Exercise instructions:
Please copy word for word the lines below that begin with the line containing "Where can you spot the black" and end with the line containing "column 251, row 337", including both. Leave the pictures out of your answer.

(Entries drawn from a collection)
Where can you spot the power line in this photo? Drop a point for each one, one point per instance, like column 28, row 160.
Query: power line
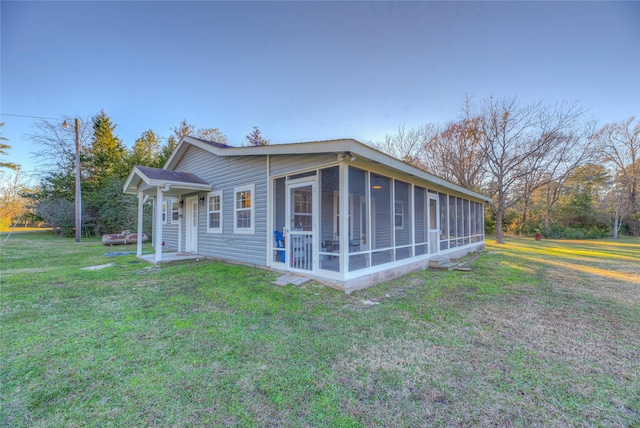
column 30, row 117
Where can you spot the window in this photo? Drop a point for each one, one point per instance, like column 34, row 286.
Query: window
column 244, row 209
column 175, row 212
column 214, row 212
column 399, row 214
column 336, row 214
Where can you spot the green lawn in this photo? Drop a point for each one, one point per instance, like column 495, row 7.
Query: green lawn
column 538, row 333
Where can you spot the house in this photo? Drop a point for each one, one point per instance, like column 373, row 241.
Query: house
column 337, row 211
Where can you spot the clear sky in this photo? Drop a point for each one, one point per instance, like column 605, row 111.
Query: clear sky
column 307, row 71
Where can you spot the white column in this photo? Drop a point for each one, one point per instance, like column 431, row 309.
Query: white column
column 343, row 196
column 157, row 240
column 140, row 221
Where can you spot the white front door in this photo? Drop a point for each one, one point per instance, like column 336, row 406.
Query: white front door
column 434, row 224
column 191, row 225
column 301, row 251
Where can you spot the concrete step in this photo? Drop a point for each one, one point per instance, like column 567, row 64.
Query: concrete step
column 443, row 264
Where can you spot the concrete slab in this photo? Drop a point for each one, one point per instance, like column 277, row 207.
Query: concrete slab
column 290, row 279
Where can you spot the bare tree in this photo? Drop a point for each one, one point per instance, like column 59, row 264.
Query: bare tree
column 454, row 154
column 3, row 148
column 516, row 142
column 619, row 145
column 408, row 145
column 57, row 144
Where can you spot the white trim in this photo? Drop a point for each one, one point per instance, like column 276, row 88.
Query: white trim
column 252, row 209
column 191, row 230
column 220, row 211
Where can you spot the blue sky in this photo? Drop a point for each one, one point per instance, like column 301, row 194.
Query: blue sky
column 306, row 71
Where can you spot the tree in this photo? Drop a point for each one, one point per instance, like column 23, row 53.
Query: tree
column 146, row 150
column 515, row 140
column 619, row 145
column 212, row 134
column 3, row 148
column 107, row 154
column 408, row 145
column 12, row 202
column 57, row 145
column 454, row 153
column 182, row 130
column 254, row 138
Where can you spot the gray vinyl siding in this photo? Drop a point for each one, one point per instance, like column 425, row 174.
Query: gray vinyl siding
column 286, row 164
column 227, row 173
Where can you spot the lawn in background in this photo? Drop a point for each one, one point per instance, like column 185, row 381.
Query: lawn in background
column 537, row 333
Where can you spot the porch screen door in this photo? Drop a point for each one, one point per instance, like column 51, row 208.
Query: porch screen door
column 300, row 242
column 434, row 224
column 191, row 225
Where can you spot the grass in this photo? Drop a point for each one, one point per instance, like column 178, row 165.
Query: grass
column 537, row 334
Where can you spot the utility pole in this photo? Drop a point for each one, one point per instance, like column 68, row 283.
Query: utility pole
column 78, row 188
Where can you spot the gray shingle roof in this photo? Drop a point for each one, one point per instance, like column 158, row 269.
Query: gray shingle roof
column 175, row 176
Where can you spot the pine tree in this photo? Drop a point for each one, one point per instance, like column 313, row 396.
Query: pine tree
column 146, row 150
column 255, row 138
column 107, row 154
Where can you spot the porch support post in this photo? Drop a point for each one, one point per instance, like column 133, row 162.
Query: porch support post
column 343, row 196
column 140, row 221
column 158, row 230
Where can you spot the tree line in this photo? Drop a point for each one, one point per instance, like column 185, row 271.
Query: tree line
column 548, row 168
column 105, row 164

--

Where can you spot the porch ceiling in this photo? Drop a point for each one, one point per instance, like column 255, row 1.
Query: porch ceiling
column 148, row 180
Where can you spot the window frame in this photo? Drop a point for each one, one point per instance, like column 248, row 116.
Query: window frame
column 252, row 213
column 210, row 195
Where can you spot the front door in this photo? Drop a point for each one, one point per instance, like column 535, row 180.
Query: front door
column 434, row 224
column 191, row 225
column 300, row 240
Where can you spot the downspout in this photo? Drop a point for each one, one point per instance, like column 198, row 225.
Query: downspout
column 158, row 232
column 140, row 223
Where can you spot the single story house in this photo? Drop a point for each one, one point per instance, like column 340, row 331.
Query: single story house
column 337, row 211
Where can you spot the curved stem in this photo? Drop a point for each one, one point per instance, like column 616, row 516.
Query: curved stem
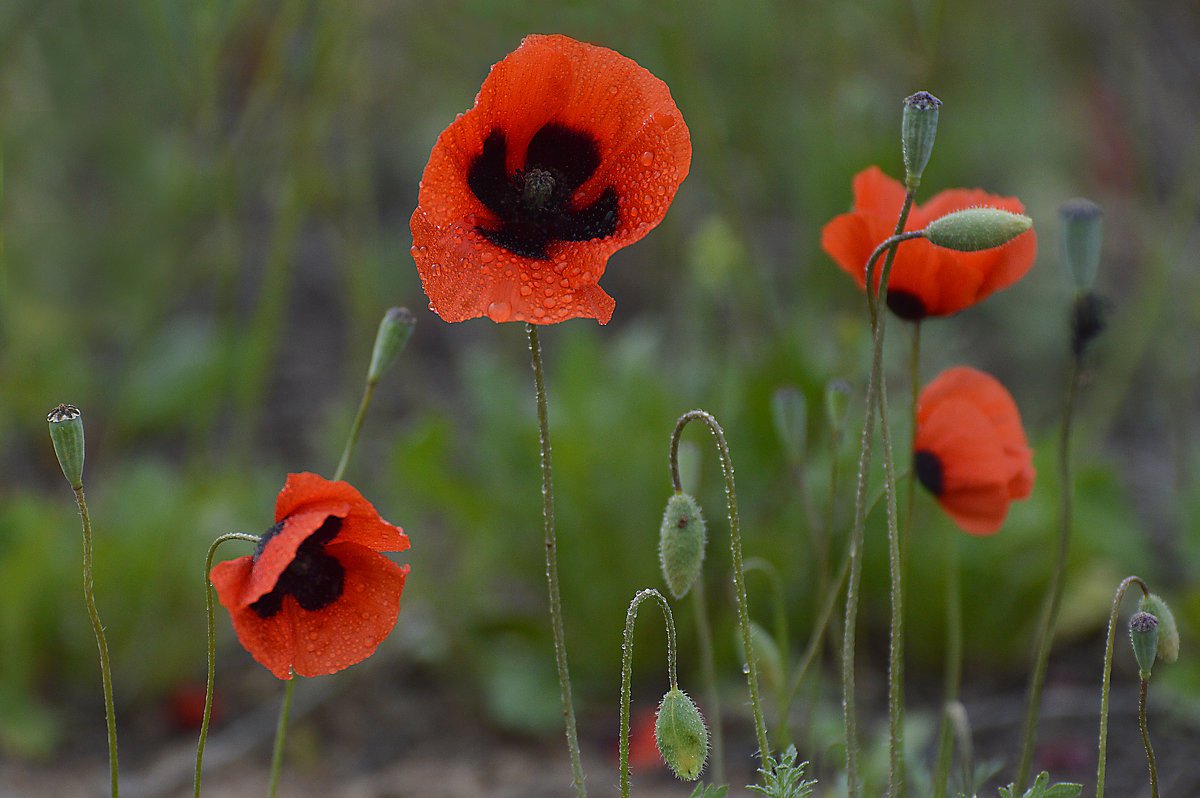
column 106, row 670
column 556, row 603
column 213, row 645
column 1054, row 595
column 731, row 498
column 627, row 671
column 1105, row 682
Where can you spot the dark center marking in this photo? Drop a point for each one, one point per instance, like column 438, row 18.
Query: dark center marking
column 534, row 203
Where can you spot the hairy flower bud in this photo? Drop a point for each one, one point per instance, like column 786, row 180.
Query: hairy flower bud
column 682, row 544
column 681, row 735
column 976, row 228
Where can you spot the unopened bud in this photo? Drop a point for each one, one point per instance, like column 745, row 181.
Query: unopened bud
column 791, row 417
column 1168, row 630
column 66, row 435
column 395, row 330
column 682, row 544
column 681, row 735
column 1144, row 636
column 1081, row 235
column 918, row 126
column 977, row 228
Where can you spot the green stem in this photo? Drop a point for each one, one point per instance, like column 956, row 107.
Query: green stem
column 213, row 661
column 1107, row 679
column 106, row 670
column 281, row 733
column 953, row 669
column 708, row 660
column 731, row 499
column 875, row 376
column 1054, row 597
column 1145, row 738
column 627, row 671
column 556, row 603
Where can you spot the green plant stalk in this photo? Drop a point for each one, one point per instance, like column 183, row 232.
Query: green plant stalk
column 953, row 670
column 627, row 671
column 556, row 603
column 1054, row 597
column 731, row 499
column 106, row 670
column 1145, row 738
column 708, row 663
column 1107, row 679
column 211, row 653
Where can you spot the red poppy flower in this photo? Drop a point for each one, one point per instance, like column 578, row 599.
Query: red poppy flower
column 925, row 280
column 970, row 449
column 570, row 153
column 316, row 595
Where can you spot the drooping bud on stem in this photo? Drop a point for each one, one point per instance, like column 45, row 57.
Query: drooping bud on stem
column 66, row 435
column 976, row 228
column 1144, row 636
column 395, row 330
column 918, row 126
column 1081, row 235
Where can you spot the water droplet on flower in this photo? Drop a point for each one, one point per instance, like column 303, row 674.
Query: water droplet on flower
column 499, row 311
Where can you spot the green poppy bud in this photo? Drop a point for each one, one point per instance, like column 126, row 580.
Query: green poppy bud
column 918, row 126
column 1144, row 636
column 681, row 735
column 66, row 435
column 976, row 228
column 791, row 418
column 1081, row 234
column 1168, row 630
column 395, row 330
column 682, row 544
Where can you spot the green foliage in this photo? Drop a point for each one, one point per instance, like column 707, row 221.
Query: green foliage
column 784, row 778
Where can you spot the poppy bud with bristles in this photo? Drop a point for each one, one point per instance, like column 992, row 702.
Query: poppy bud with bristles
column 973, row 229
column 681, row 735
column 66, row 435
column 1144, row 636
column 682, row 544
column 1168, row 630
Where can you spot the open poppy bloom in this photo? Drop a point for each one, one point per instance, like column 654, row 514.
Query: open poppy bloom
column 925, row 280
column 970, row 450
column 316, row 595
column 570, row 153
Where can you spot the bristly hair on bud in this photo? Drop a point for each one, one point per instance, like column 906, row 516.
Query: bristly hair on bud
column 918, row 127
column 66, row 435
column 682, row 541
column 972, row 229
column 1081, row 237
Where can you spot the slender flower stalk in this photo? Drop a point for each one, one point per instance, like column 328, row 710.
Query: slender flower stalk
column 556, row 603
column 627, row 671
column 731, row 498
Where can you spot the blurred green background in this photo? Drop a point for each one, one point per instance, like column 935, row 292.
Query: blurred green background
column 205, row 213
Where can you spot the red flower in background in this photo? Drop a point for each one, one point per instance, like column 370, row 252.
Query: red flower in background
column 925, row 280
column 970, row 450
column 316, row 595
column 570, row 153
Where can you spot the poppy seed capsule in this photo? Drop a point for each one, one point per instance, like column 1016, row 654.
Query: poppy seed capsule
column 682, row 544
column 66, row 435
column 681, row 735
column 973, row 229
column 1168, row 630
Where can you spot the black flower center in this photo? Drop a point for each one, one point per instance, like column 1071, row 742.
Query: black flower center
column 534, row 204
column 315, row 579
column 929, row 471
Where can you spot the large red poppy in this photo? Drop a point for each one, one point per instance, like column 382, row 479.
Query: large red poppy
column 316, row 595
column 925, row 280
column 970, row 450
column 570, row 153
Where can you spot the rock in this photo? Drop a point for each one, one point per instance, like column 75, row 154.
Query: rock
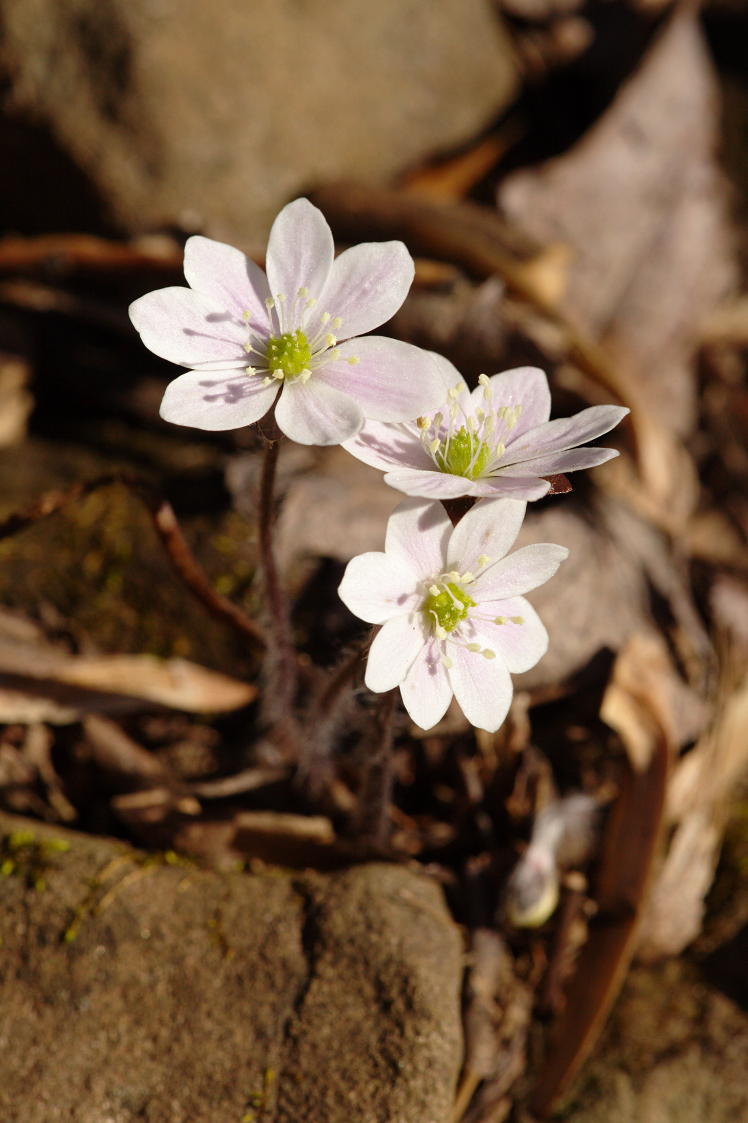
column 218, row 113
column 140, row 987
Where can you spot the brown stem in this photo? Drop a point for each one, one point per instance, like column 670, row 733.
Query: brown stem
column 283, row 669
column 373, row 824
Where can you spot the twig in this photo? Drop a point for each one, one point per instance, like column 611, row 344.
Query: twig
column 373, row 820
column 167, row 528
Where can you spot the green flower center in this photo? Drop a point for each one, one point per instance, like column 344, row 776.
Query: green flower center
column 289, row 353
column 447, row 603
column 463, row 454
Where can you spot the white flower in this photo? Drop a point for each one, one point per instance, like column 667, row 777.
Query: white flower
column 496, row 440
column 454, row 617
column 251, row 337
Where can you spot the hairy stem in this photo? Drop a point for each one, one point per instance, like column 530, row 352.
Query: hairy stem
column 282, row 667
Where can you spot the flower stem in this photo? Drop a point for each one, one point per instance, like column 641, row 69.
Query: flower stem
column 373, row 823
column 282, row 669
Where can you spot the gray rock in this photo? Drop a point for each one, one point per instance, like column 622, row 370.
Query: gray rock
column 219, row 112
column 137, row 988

Expected answer:
Where can you spot the black flower center in this photo? Drop a point for each one, one point per instance, like column 1071, row 742.
Query: black flower center
column 534, row 204
column 315, row 579
column 929, row 471
Where can you spot the large red poppy in this photo? Drop a point for each one, one point per instance, like column 382, row 479.
Query: large red poppy
column 316, row 595
column 925, row 280
column 970, row 450
column 570, row 153
Where can you spot the rock in this photo? Drop a point for each one, one point per instance, like column 75, row 154.
Query: rock
column 218, row 113
column 140, row 987
Where can you spot the brown stem in this photo? Drop a point for each one, one point per instance, like column 670, row 733.
Query: brown stem
column 283, row 669
column 373, row 824
Where can you spot the twig in this photo? Drop a point for each one, one point per instance, like column 611, row 344.
Query: twig
column 373, row 820
column 167, row 528
Where can you spot the green flower center in this photo? Drop a point for each one, one point per instance, like column 344, row 776.
Query: green flower center
column 289, row 353
column 447, row 603
column 463, row 454
Where can you spot the white flower in this photo? Drop a point for each one, one point per instance, like column 667, row 777.
Query: white flower
column 496, row 440
column 454, row 617
column 251, row 337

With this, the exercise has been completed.